Saved entries

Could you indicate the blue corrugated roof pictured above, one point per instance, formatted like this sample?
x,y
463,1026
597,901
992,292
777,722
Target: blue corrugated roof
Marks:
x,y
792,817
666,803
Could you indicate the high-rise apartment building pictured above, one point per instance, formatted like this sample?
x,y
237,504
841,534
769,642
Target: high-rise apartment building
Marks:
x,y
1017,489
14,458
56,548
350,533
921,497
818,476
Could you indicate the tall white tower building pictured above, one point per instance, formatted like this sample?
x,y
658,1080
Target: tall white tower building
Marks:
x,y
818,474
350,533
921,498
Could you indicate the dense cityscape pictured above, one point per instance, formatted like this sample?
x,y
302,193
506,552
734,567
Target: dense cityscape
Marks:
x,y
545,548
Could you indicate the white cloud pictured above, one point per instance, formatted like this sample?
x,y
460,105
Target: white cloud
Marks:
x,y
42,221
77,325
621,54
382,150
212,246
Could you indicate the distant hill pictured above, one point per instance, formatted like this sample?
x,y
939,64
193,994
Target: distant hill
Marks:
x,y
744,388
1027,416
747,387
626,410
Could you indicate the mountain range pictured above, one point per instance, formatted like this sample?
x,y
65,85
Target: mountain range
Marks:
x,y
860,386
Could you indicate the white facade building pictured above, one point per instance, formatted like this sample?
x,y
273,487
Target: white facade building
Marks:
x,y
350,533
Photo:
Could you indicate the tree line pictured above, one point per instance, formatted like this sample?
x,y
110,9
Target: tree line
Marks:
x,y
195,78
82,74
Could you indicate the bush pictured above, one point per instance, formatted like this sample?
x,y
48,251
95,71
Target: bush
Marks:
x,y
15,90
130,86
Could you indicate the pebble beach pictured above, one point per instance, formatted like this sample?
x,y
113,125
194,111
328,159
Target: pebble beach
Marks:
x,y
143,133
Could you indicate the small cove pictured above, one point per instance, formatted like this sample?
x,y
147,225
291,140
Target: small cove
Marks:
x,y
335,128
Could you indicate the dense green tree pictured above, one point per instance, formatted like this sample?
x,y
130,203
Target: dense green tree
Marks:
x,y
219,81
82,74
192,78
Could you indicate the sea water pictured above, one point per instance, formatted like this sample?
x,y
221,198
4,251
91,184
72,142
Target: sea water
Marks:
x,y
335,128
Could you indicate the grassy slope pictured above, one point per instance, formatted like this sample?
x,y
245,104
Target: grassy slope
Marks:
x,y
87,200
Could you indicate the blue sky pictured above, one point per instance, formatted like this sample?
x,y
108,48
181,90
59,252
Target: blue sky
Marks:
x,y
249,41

ACTIVITY: The expected output is the run of lines from the one holding "Could you indicate the tree" to the last line of the entries above, each reproduced character for character.

RESULT FOR THIS EXERCISE:
Could you indicate the tree line pictured above, one point per instance, formatted like this sample?
x,y
110,9
Target: tree line
Marks:
x,y
195,78
82,74
Could you indicate the bush pictured above, one point per instance, formatted like this sample?
x,y
48,251
95,71
Target: bush
Marks:
x,y
15,90
130,86
Could you indicate the pebble beach pictured above, one point per instance, formatted like this sample?
x,y
113,125
194,111
328,159
Target: pebble beach
Marks:
x,y
143,133
Could you indicate the small cove pictured above, one point per instance, formatted like this sample?
x,y
147,225
291,140
Target: small cove
Marks:
x,y
335,128
Could you indicate the dense green tree pictured above, one point per instance, formatted like this sample?
x,y
130,203
Target: dense green tree
Marks:
x,y
219,81
82,74
192,78
Could you indicate the sea water pictured above, one point per instance, formatted like this sample?
x,y
221,198
4,251
91,184
72,142
Target: sea water
Marks:
x,y
335,128
Could you indicate the grassy slope pictured above, one point per instance, formatted like this sample?
x,y
245,104
Target: grassy slope
Marks:
x,y
87,200
Could you indicate the blue sky pictured above, one point per instance, formatted like this sample?
x,y
108,48
181,90
59,252
Target: blue sky
Marks:
x,y
249,41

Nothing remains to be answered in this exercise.